**Entries taken from a collection**.
************
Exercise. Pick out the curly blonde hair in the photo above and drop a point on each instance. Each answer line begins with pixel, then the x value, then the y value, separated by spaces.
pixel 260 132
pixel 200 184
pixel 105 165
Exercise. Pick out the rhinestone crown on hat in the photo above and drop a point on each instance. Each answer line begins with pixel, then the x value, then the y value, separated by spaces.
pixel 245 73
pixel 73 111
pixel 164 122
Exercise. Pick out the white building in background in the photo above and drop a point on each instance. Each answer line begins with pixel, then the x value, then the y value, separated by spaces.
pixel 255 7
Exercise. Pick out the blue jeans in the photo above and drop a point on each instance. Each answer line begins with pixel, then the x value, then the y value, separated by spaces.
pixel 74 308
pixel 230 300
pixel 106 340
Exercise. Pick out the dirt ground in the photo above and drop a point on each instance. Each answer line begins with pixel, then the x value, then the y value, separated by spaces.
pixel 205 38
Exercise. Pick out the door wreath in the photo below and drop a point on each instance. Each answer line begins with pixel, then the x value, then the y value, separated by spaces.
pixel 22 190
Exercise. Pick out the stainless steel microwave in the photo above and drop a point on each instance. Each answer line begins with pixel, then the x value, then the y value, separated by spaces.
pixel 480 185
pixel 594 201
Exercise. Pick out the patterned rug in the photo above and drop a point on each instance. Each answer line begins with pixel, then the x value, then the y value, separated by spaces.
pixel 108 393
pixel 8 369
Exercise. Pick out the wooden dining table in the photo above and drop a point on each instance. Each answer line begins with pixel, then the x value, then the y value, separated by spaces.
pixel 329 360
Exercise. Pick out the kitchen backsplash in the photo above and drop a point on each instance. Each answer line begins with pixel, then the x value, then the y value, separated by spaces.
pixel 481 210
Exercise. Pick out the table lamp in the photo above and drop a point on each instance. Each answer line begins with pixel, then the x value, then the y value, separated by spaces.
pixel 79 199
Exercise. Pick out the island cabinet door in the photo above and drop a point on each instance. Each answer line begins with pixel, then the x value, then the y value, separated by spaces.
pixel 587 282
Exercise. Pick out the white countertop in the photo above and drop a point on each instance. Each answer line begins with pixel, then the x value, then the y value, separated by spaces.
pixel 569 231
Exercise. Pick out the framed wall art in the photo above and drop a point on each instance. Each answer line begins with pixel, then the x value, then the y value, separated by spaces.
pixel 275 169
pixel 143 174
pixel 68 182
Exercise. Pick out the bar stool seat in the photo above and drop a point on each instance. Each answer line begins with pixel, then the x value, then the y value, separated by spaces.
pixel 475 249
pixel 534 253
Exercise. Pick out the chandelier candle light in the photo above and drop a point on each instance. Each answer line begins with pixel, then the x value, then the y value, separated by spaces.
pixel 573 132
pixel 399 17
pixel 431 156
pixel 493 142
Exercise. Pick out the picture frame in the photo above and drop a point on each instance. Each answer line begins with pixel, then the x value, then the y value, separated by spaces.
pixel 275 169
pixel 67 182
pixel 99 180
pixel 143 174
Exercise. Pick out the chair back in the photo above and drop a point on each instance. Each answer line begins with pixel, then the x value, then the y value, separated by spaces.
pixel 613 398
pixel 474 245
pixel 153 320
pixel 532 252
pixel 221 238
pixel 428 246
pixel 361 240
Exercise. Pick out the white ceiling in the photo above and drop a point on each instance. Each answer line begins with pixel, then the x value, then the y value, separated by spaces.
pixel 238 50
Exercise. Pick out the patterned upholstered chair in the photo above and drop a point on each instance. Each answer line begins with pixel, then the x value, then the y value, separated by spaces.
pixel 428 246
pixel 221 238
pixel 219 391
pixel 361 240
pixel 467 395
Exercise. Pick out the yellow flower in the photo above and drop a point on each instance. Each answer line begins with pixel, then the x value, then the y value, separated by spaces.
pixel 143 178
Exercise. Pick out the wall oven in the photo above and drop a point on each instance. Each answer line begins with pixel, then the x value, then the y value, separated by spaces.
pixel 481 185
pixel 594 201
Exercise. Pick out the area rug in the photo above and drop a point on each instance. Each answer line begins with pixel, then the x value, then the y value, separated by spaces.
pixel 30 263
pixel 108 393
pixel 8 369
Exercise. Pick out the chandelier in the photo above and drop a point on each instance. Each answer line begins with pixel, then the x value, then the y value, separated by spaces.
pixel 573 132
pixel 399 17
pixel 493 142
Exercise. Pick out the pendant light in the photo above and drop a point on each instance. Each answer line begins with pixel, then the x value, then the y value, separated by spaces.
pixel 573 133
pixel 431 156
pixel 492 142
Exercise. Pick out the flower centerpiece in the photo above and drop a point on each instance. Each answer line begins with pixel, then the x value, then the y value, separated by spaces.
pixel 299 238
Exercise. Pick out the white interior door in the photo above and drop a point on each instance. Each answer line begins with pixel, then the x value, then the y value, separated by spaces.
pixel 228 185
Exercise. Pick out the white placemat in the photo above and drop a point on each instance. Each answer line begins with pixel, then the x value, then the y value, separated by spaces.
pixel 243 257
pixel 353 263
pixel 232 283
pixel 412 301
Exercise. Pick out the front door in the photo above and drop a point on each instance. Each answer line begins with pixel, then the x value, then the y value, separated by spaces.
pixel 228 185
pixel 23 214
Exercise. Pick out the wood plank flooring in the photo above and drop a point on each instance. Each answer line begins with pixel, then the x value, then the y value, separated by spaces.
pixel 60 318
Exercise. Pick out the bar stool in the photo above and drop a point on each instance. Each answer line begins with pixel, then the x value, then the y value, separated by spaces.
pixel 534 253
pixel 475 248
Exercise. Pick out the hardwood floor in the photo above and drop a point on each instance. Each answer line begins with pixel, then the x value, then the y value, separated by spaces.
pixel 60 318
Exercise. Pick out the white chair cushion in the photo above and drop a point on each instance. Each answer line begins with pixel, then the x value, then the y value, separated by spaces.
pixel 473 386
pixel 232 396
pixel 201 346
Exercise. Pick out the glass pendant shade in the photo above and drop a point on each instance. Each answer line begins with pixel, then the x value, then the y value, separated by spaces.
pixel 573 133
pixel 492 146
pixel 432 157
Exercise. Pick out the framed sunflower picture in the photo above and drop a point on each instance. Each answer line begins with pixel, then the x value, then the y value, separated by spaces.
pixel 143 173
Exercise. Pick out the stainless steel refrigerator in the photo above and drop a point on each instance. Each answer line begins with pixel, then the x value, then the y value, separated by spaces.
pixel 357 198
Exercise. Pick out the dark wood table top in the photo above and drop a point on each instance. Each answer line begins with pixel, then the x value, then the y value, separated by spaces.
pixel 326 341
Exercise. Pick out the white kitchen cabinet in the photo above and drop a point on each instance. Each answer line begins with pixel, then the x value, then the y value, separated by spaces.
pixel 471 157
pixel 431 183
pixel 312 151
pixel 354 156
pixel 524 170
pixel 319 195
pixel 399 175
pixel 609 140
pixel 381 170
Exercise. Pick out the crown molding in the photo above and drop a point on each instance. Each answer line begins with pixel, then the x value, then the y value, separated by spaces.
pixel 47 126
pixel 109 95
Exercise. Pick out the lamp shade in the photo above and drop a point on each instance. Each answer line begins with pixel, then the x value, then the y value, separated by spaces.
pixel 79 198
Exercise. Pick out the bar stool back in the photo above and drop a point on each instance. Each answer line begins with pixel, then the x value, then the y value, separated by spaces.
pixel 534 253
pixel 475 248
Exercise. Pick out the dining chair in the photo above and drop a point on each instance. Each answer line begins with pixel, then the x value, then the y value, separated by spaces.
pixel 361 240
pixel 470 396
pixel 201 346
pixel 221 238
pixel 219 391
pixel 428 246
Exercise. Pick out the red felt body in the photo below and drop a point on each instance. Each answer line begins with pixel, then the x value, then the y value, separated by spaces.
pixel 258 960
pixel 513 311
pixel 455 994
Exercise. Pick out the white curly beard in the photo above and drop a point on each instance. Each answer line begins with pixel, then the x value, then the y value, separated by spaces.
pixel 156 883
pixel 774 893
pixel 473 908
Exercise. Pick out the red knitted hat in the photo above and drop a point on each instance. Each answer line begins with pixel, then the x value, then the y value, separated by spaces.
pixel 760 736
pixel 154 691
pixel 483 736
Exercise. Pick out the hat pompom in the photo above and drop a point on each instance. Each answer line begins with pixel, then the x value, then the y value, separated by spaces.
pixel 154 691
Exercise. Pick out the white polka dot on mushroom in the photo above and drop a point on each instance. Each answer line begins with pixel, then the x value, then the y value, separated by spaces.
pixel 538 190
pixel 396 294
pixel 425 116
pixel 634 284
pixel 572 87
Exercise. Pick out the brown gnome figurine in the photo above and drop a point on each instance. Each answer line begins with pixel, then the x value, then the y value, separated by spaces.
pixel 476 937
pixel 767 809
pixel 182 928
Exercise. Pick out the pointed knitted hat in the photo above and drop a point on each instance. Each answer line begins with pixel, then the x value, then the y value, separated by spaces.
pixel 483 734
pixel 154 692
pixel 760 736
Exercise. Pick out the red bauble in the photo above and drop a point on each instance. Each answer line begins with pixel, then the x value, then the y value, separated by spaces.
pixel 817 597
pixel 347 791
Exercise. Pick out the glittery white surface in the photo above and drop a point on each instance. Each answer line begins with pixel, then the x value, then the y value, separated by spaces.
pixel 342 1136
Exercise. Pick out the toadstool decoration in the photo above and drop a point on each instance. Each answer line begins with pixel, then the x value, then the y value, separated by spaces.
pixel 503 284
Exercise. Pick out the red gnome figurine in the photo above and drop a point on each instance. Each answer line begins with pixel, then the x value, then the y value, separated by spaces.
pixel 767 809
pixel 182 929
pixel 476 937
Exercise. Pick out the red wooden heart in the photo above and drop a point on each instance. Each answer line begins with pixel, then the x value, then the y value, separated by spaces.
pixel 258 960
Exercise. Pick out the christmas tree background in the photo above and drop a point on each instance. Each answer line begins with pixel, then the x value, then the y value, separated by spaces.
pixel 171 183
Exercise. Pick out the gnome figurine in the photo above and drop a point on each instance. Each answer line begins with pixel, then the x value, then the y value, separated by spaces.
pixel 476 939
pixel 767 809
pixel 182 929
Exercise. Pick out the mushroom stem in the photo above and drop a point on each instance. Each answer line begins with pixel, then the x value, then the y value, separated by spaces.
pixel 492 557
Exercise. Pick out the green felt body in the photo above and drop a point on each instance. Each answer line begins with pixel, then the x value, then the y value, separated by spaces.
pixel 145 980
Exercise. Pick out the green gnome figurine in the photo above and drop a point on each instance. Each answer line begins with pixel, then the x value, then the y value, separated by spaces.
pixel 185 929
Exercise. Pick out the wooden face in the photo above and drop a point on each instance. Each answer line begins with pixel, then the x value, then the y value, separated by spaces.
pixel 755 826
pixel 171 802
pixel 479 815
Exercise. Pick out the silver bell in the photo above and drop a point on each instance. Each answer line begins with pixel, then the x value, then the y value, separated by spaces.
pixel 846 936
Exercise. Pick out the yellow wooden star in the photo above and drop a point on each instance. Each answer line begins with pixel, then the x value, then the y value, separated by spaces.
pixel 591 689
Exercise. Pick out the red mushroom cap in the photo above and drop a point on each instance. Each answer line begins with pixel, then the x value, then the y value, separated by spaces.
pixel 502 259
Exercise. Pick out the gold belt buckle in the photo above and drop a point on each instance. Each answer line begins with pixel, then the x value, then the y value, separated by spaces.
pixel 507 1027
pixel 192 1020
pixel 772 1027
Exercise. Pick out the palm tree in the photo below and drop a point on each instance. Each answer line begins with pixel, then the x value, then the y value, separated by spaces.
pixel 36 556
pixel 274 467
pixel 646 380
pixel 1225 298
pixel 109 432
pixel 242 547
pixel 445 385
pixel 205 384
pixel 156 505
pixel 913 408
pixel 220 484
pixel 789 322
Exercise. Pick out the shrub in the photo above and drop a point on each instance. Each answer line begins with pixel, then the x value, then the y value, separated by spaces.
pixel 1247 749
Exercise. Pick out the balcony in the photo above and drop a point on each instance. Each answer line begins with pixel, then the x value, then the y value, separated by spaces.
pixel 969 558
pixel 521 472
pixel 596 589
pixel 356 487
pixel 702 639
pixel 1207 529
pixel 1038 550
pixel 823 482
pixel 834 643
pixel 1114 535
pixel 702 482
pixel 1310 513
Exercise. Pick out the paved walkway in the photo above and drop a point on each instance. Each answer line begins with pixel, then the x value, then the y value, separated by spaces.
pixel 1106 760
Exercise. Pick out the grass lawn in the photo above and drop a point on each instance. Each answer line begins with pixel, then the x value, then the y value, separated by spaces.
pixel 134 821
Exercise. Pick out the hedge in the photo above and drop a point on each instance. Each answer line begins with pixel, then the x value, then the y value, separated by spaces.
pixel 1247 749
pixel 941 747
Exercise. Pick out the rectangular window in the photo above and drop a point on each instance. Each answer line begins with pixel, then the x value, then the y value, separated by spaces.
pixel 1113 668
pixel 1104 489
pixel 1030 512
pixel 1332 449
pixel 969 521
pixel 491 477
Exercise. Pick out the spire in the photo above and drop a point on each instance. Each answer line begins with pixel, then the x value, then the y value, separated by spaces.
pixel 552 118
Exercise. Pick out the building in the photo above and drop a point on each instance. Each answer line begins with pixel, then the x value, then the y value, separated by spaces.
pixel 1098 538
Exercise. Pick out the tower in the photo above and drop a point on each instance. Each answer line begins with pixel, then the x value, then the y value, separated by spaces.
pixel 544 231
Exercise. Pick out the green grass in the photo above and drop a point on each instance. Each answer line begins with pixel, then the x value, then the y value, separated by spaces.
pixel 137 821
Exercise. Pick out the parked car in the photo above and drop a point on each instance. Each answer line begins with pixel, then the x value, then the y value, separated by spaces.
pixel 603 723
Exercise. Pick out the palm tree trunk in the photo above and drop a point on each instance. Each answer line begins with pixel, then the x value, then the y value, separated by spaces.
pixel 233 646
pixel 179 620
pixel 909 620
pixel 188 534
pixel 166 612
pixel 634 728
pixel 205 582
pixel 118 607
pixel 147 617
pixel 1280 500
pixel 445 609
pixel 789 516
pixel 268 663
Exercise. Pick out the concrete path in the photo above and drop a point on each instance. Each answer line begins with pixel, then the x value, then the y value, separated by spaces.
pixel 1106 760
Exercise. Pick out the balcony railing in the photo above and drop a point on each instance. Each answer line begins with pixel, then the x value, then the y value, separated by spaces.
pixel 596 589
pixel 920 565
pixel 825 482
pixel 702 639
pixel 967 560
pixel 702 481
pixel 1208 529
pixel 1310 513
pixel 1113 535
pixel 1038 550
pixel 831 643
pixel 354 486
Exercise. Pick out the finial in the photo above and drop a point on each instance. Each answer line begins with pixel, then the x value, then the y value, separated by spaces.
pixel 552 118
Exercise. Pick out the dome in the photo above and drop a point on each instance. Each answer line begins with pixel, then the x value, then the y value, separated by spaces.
************
In the records above, return only the line that contains "Exercise. Pick out the building" and every line after it through the last, exactly as they appear.

**Result**.
Exercise. Pick out the building in the photo above and drop a point on each instance. Each answer line begins with pixel, then the x value, then the y value, separated by spaces.
pixel 1098 538
Exercise. Pick out the tower in the photo above and drop a point on each instance. Each answer line begins with pixel, then the x value, then the y value, separated by spaces.
pixel 544 231
Exercise. Pick out the green grass in the photo above and drop a point on each instance. Each answer line begins with pixel, then the x value, then the y value, separated by spaces.
pixel 137 821
Exercise. Pick out the parked car in the photo above and drop a point on each instance. Each answer line begins with pixel, then the x value, then the y value, separated by spaces.
pixel 603 723
Exercise. Pick out the palm tree trunk in the photo above and drop a point on each instance. Each answer line begins with pixel, then the x value, then the y value, separated by spaces.
pixel 233 646
pixel 179 620
pixel 909 620
pixel 188 534
pixel 166 612
pixel 634 728
pixel 205 582
pixel 118 607
pixel 147 617
pixel 1280 500
pixel 445 609
pixel 789 516
pixel 268 663
Exercise. Pick out the concrete path in the photo above and drop a point on each instance. Each answer line begins with pixel, then the x value, then the y value, separated by spaces.
pixel 1106 760
Exercise. Pick out the balcony railing in the photo above and drop a point on each instance. Each answer line begins with pixel, then the x value, then the y value, separated by spaces.
pixel 596 589
pixel 920 565
pixel 825 482
pixel 702 639
pixel 967 560
pixel 702 481
pixel 1208 529
pixel 1310 513
pixel 1113 535
pixel 1038 550
pixel 831 643
pixel 354 486
Exercise. Pick out the finial in the photo above and drop a point on each instance. Each answer line begins with pixel, then the x value, then the y value, separated by spaces.
pixel 552 118
Exercise. Pick out the dome in the photo above and drop a point on each instance. Each answer line begins with pixel, then the x value, then the y value, separated by spaces.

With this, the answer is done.